> [QUOTED TEXT]
>> Begin

It’s a trouble to fit oneself properly. Without the proper dress form, that is. I used to be a straight size Vogue Pattern size 12 back in the day.  No pattern adjustments required!  But then I grew (in the wrong way) and added three children to the mix.  Oh boy!  Measuring myself was a sad thing to do, so I just stopped.  I remember at one point I refused to believe the measuring tape, put together a pair of linen pants, and they did not fit.  So I had to give them away.  But the tape measure and I have reconciled, mostly because I realize it always tells the truth.  And with practice comes experience and less frustration with pattern adjustment.

So, here are my resolutions:

  1. I need to plan a wardrobe for fall. So many of you do – sketch out ideas and colours.  Not me.  Never have.  I’ve just liked a design and decided I would sew it up!  The result is a closet with thin pickings and very little coordinates
  2. To sew more.  For me.  For my girls.  For friends. For pleasure.  For the art of it.

>> End

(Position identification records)
>> Begin

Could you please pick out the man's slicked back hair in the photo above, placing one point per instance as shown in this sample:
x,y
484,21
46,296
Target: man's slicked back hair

>> End

> [TASKS TO COMPLETE]
A. Decide whether each statement about the sewing text agrees with it: (i) the writer once fit a straight Vogue Pattern size 12 with no adjustments, (ii) the writer has always sketched out wardrobe ideas ahead of time, (iii) the linen pants made despite the tape measure fit well. For each, answer yes or no and quote the words from the text that settle it.
B. Write the next part of the sewing text, beginning right after its final sentence.

> [OUTPUTS FOR THE TASKS]
A.
(i) Yes: "I used to be a straight size Vogue Pattern size 12 back in the day. No pattern adjustments required!"
(ii) No: "Not me. Never have."
(iii) No: "put together a pair of linen pants, and they did not fit."

B.
Stay tuned, ‘cuz there’s more projects on my sewing table.  A green cashmere jacket (cut out 3 winters ago), a pair of casual pants, the HepburnHepburn project, a Harris Tweed coat for DD1, perhaps a trench for me, a Chanel style jacket, some shirts… and a skirt… like this….if I can find the right material…..

3 thoughts on “Lessons learned from Self-Stitched September

  1. I tried to sew with a plan a couple of times. But I honestly have to say that it’s not my way of working. I admire the discipline of people who sew a complete matching wardrobe for themselves, but I think, to me, the whole planning of a garment, the thinking about the details, the picking of fabric, the finding of the right notions, it’s all a big part of all the fun. The times I did all this beforehand for multiple garments I noticed I got bored during the way, missing the creative part and the feeling of anticipation that comes with the process before the actual sewing. So I guess it’s just not for me 🙂

    That skirt is beautiful by the way. What kind of fabric is it?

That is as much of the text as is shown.